* PROBLEM DESCRIPTION
Can the data below be set down again exactly, line for line?
** Begin EXTRACTED MATERIAL **
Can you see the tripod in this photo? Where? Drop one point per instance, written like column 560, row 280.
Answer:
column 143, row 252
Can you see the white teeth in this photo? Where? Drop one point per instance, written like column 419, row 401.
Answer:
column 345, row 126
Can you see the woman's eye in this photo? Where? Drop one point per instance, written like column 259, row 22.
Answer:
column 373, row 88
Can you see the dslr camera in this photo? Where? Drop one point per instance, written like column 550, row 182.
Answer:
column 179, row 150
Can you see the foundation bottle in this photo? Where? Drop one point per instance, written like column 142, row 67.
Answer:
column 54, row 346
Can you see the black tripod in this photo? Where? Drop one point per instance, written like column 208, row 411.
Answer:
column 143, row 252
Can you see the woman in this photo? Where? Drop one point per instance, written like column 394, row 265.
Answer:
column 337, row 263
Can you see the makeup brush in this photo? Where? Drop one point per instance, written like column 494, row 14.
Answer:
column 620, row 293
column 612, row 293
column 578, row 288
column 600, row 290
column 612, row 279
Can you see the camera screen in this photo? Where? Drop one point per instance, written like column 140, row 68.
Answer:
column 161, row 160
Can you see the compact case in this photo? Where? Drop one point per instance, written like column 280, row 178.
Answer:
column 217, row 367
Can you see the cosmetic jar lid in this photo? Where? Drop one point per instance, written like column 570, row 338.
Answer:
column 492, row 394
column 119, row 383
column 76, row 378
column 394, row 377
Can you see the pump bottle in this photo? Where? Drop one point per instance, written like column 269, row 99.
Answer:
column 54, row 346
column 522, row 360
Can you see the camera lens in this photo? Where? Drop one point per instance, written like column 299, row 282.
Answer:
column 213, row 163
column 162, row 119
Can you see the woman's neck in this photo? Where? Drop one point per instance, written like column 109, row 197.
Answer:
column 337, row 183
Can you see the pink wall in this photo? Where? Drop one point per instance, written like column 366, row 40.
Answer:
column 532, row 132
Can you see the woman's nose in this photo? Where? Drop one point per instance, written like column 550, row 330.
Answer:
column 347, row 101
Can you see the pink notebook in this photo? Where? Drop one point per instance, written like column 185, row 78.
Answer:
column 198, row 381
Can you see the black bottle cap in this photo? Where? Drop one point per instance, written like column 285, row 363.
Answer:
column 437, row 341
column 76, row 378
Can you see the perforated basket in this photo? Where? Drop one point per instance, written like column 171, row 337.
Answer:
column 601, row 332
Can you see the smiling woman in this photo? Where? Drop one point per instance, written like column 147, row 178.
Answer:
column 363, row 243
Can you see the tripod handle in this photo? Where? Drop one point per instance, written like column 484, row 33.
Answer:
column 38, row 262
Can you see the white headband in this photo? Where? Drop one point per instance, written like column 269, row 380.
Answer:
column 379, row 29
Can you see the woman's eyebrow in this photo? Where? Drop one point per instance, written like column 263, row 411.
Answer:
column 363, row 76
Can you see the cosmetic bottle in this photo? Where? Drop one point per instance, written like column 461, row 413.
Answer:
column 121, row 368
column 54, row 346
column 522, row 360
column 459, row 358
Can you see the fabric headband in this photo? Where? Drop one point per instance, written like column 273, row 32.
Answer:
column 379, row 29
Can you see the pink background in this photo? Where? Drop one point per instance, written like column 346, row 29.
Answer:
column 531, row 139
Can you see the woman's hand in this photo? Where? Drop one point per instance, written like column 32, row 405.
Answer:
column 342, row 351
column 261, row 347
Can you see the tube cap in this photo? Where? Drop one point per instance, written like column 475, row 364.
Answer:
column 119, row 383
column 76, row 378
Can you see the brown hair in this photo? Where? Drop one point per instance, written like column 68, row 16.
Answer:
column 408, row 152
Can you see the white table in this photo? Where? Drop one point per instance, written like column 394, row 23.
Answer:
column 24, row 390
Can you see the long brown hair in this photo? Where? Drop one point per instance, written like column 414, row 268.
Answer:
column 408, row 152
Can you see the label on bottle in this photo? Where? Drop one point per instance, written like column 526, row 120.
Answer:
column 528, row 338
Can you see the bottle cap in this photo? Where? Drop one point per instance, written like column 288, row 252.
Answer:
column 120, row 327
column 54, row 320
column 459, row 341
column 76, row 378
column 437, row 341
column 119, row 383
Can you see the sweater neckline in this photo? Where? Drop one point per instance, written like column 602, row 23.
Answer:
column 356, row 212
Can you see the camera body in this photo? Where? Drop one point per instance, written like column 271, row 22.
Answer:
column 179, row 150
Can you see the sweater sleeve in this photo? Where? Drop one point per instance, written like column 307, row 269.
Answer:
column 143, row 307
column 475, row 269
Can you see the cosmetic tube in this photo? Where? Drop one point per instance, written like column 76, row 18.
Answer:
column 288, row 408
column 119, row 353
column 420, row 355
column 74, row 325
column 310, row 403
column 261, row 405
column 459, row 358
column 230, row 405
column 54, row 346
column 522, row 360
** End EXTRACTED MATERIAL **
* FINAL RESULT
Can you see the tripod in this photo? Where? Drop one point per instance, written like column 560, row 280.
Answer:
column 143, row 252
Can you see the white teeth in this photo? Where? Drop one point per instance, written like column 419, row 401.
Answer:
column 345, row 126
Can you see the woman's eye in this photo? Where? Drop one point per instance, written like column 259, row 22.
Answer:
column 373, row 88
Can you see the dslr camera in this photo? Where? Drop one point per instance, written like column 550, row 182.
Answer:
column 179, row 150
Can you see the foundation bottle in this photo? Where? Drop one point per instance, written like column 142, row 67.
Answer:
column 54, row 346
Can you see the black tripod in this photo? Where? Drop one point per instance, written like column 208, row 411.
Answer:
column 143, row 252
Can you see the woman in this photo? Where? Drop one point per instance, written like column 394, row 265.
Answer:
column 337, row 263
Can you see the makeup brush in this photo? Where? Drop one point per instance, written like column 494, row 14.
Answer:
column 620, row 293
column 612, row 293
column 578, row 288
column 600, row 290
column 612, row 279
Can you see the camera screen in this photo? Where? Drop one point per instance, written like column 140, row 68.
Answer:
column 161, row 160
Can you see the compact case in this photo? Where? Drop one point per instance, written like column 280, row 178.
Answer:
column 217, row 367
Can you see the cosmetic jar lid in this photo? Where? Drop one point per instance, written like column 570, row 338.
Answer:
column 492, row 394
column 119, row 383
column 76, row 378
column 394, row 377
Can you see the pump bottle in this photo? Where? Drop one point per instance, written like column 269, row 99.
Answer:
column 54, row 346
column 522, row 360
Can you see the camera lens in this photo? Where? Drop one point per instance, written like column 299, row 282.
Answer:
column 213, row 163
column 162, row 119
Can you see the woman's neck in this photo? Where? Drop one point per instance, written like column 109, row 197.
Answer:
column 337, row 183
Can you see the pink wall in this photo? Where? Drop one point per instance, written like column 366, row 40.
Answer:
column 532, row 132
Can you see the woman's nose in this photo? Where? Drop one point per instance, written like column 550, row 330.
Answer:
column 347, row 101
Can you see the pink notebook in this photo? Where? Drop one point per instance, written like column 185, row 78.
Answer:
column 198, row 381
Can you see the black bottle cap in this photo? Where? Drop one point per instance, written like column 285, row 363.
Answer:
column 437, row 341
column 76, row 378
Can you see the perforated basket in this photo? Where? Drop one point per instance, written like column 171, row 337.
Answer:
column 601, row 332
Can you see the smiling woman in this photo? Where? Drop one point per instance, written like column 147, row 178.
Answer:
column 363, row 243
Can you see the tripod handle in this photo? Where? Drop one point per instance, written like column 484, row 33.
Answer:
column 38, row 262
Can you see the white headband in this photo? Where? Drop one point per instance, written like column 269, row 380.
Answer:
column 379, row 29
Can you see the woman's eyebrow in this photo? Where? Drop one point per instance, written like column 263, row 411.
Answer:
column 363, row 76
Can you see the cosmetic bottle in this photo? Where? Drop one point per instance, written like column 461, row 413.
Answer:
column 121, row 368
column 54, row 346
column 522, row 360
column 459, row 358
Can you see the fabric headband in this photo? Where? Drop one point per instance, written like column 273, row 32.
Answer:
column 379, row 29
Can you see the pink background in this photo? Where? Drop one point per instance, written like column 346, row 29.
Answer:
column 531, row 139
Can you see the woman's hand in this photo? Where? Drop one point per instance, written like column 32, row 405.
Answer:
column 342, row 351
column 261, row 347
Can you see the tube cap in this photo? Where? Drop one point per instance, written like column 475, row 364.
Answer:
column 119, row 383
column 76, row 378
Can you see the brown hair in this photo? Where? Drop one point per instance, written like column 68, row 16.
Answer:
column 408, row 152
Can you see the white table in this photo? Where? Drop one point per instance, written like column 394, row 23.
Answer:
column 24, row 390
Can you see the long brown hair in this photo? Where? Drop one point per instance, written like column 414, row 268.
Answer:
column 408, row 152
Can you see the label on bottle in this photo? Where? Drop one point per instance, written like column 526, row 120.
Answer:
column 528, row 338
Can you see the bottle cap in this photo? Where? Drop one point per instance, written like column 288, row 252.
Answer:
column 120, row 327
column 54, row 320
column 459, row 341
column 76, row 378
column 437, row 341
column 119, row 383
Can you see the sweater neckline in this photo? Where? Drop one point per instance, written like column 602, row 23.
Answer:
column 356, row 212
Can you see the camera body in this photo? Where? Drop one point per instance, written like column 271, row 22.
Answer:
column 179, row 150
Can you see the sweater sleeve in this photo? Where? Drop one point per instance, written like column 307, row 269.
Answer:
column 143, row 307
column 475, row 269
Can you see the cosmetic tube in this photo? Where? Drop one point per instance, written like column 76, row 18.
Answer:
column 288, row 408
column 119, row 353
column 420, row 355
column 74, row 325
column 310, row 403
column 261, row 405
column 459, row 358
column 230, row 405
column 54, row 346
column 522, row 360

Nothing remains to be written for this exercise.